**Requirement A**
In the oil sands article below, rewrite the paragraph beginning "For the record, O'Connor intimately knows" as a shorter paragraph that keeps its main facts.
**Requirement B**
Write out everything in the oil sands article below from "The ambush happened" down to "committee invited us.", word for word.

**Source document**

A public tarring in Saudi Canada
Andrew Nikiforuk
Toronto Star
June 28, 2009
A hydraulic shovel digs into the Alberta oil sands north of Fort McMurray June 19, 2003. Some MPs seem more interested in serving the oil industry than the local people who have been affected by pollution. (STAR FILE PHOTO) |
Earlier this month, Dr. John O'Connor, a dedicated family physician, and I got badly tarred by another one of Ottawa's disturbing political gangs.
The ambush happened June 11 before the House standing committee on environment and sustainable development, which is studying oil sands and water. We testified not as experts but as concerned citizens. We didn't ask to appear; the committee invited us.
As such, we naively assumed that we were doing our duty as Canadians to speak to the House about the impact of world's largest energy project on water: 130 square kilometres of waste water, acid rain, fish deformities, rare cancers and city-scale withdrawals of freshwater.
But both O'Connor and I made a terrible mistake. We assumed that all committee members would be interested in rigorous dialogue regardless of political affiliation. But that's not what Ottawa delivered. Instead, several Tory MPs subjected us to abusive Republican tactics geared to dismiss, discredit and dishonour.
For the record, O'Connor intimately knows a lot about the health of aboriginals living downstream from the oil sands. From 2001 to 2008, the family physician served the 1,200-member community of Fort Chipewyan where he is dearly beloved. In 2006, he raised some questions about the increasing number of rare blood, lymphoma and bile-duct cancers appearing in his patients.
Even since then, Health Canada has threatened to take away O'Connor's medical licence by accusing him of causing "undue alarm" in the community. The agency has also charged him with hiding medical information and overbilling his patients – allegations all disproved by Alberta's College of Physicians and Surgeons.
O'Connor, a modest and graceful man who upholds the Hippocratic oath, quietly told the committee his incredible story of political persecution. He noted that Health Canada still refuses to withdraw the charge of causing "undue alarm."
As a business and environmental reporter, I've written extensively about the oil and gas industry for two decades. My book on the tar sands, winner of the City of Calgary's W.O. Mitchell Award, argues that the project has slowly transformed the nation into a dysfunctional petro-state that governs mostly for hydrocarbons.
By video conference in Calgary, I highlighted the creation of an acid rain problem in Western Canada; the questionable recycling of waste water (it concentrates pollutants such as ammonia and chloride) and the unprecedented nature of O'Connor's persecution. I referenced several federal studies and reports.

**Excerpted data**
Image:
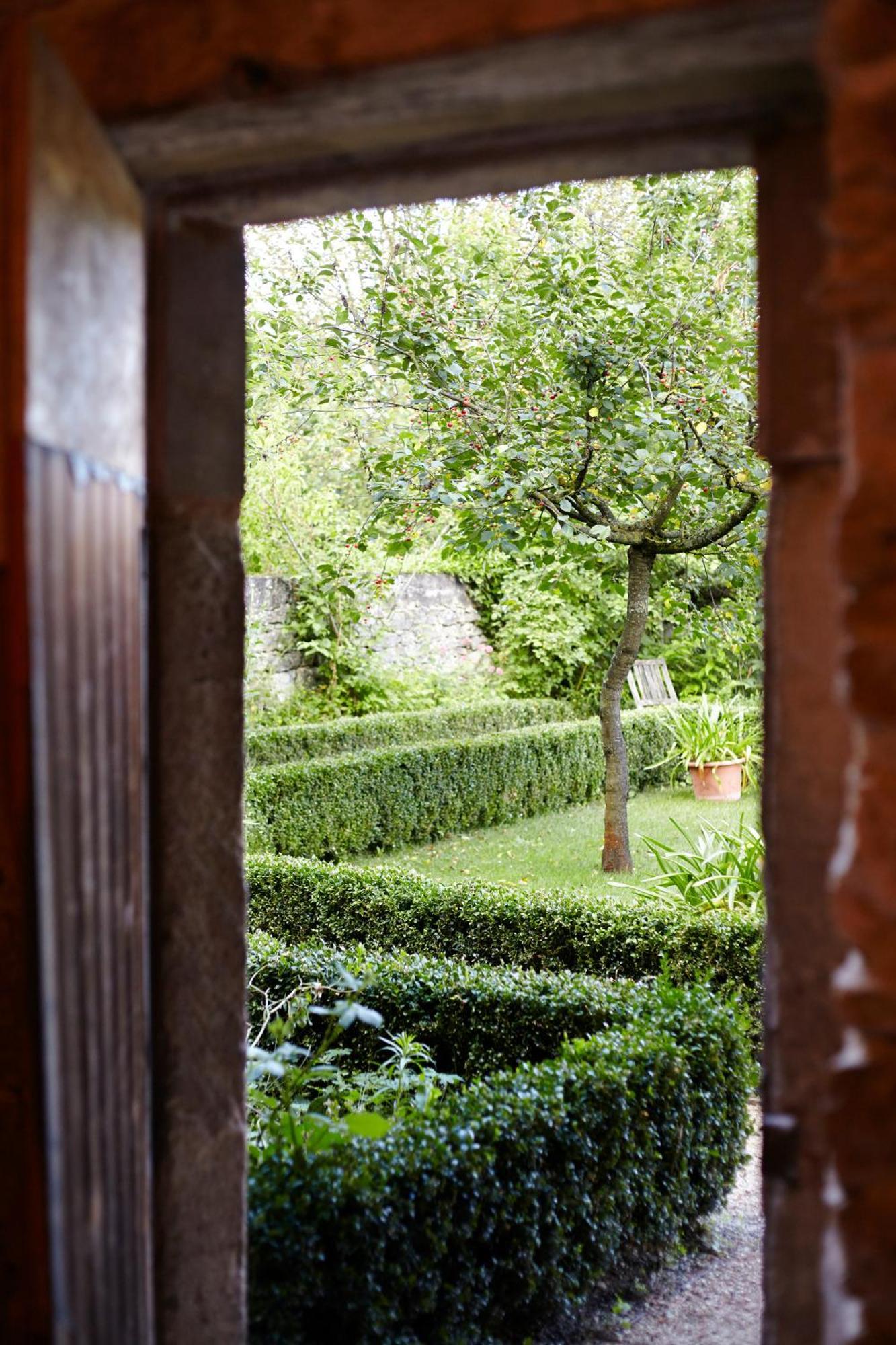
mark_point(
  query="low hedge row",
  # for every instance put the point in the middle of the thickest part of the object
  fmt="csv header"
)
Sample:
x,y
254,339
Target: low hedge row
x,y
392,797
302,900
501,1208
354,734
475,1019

**Answer A**
O'Connor knows the health of aboriginal people living downstream from the oil sands well. As family physician to the 1,200-member community of Fort Chipewyan from 2001 to 2008, where he is dearly beloved, he raised questions in 2006 about rising numbers of rare blood, lymphoma and bile-duct cancers among his patients.

**Answer B**
The ambush happened June 11 before the House standing committee on environment and sustainable development, which is studying oil sands and water. We testified not as experts but as concerned citizens. We didn't ask to appear; the committee invited us.